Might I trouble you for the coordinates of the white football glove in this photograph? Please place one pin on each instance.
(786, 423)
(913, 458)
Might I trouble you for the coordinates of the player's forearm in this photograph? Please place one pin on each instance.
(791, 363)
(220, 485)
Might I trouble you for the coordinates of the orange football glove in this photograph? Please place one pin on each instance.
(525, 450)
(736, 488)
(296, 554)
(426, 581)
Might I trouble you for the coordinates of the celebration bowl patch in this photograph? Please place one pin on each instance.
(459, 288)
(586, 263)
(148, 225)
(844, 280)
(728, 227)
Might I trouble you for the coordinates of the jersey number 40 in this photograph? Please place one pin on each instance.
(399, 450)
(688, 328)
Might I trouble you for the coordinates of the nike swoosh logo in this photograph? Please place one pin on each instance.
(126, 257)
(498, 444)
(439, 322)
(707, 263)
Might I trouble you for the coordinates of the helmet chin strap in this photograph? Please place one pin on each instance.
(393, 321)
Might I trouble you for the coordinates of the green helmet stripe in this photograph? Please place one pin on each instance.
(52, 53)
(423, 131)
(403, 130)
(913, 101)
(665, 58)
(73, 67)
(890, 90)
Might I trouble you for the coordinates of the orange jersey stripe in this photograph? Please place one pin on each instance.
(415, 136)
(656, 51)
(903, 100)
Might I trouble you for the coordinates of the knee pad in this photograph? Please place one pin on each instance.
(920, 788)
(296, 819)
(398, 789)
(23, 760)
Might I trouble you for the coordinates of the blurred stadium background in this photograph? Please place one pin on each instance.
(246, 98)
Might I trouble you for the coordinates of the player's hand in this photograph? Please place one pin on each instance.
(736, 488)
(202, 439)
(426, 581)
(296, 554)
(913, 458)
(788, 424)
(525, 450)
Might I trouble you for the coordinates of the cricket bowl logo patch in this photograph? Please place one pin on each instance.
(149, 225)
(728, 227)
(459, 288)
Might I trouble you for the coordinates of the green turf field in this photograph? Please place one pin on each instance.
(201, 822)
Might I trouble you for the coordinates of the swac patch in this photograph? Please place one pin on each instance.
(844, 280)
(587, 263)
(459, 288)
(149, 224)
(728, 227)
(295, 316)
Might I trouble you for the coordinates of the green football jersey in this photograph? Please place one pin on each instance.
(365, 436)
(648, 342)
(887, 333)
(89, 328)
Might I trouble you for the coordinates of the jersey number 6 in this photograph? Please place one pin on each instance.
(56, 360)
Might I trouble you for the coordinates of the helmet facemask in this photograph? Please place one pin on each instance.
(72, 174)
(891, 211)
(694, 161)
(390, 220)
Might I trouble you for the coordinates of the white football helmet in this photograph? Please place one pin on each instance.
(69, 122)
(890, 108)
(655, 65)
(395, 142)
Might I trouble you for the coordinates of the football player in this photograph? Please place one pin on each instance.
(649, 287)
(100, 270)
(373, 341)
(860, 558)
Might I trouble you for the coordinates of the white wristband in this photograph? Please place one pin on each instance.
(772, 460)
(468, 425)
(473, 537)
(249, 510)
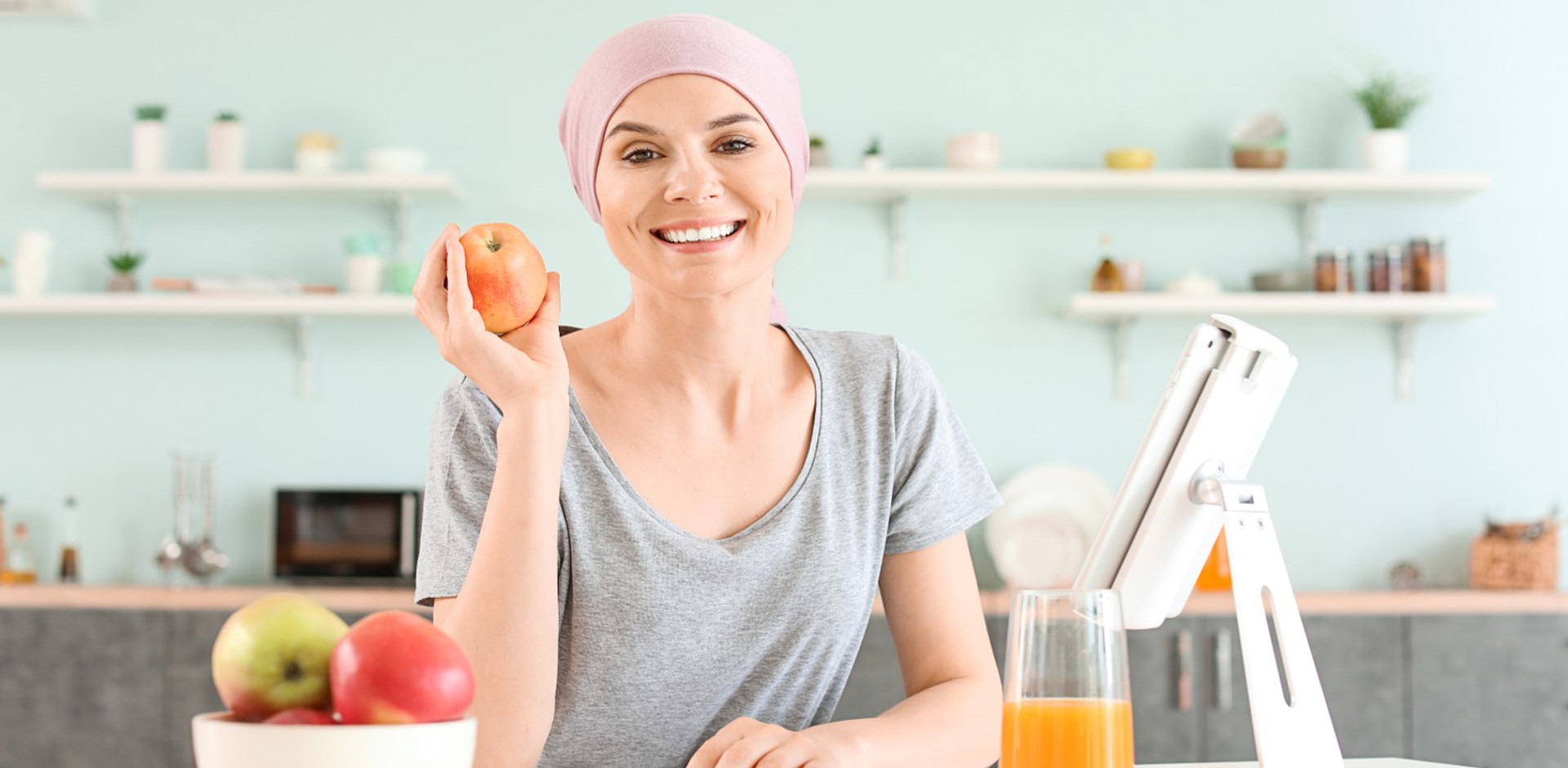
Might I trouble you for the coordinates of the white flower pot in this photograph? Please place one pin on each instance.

######

**To do:**
Could you resize the listing from the line containing "Might I trouble you for the coordinates of the cricket" through the end of the listing, both ends included, by giving every line again with its request and multiplying each pin coordinate in the answers by 1.8, rounded to whole numbers with halves going up? Leave the pictures out of your answer.

**Answer for this exercise:**
Might I trouble you for the coordinates of the cricket bowl logo patch in this photograph? Please place one pin on each instance.
(268, 405)
(1310, 409)
(826, 518)
Might I trouble you for the coordinates of the green turf field in this photograph? Please place one pin on each instance.
(362, 1480)
Might I trouble you for the coordinates of the swac patch in this photograph? Please place one pin on each instance.
(1519, 504)
(1057, 473)
(826, 518)
(268, 403)
(1310, 409)
(531, 569)
Might I trouble you for the coordinates of the green football jersey in this photograph? Please place one pin on each instance.
(657, 785)
(1166, 616)
(1597, 599)
(160, 590)
Might I trouble you for the coordinates of the jersey number 6 in this photograph? Please place one pin on each instance.
(101, 648)
Might I trouble you for the coordinates of the helmet facemask in this photograph? Please place one pin on each instance.
(130, 313)
(1604, 380)
(1249, 290)
(702, 396)
Might I trouble you for the coordinates of the white football helmet in this photograph? Please place one pin on each instance.
(124, 220)
(1602, 194)
(1179, 117)
(711, 256)
Might I trouble you for the coordinates of the football player in this photograph? Please place one pin on each instance.
(1168, 517)
(180, 486)
(671, 614)
(1548, 1004)
Might I trouble you for the coordinates of the white wristband in this photograph? Please place one pin on each instance.
(1390, 828)
(842, 765)
(851, 967)
(448, 918)
Might I trouble you for the coordinates of the white flower pot in this photograph? Please place one pin on each instance.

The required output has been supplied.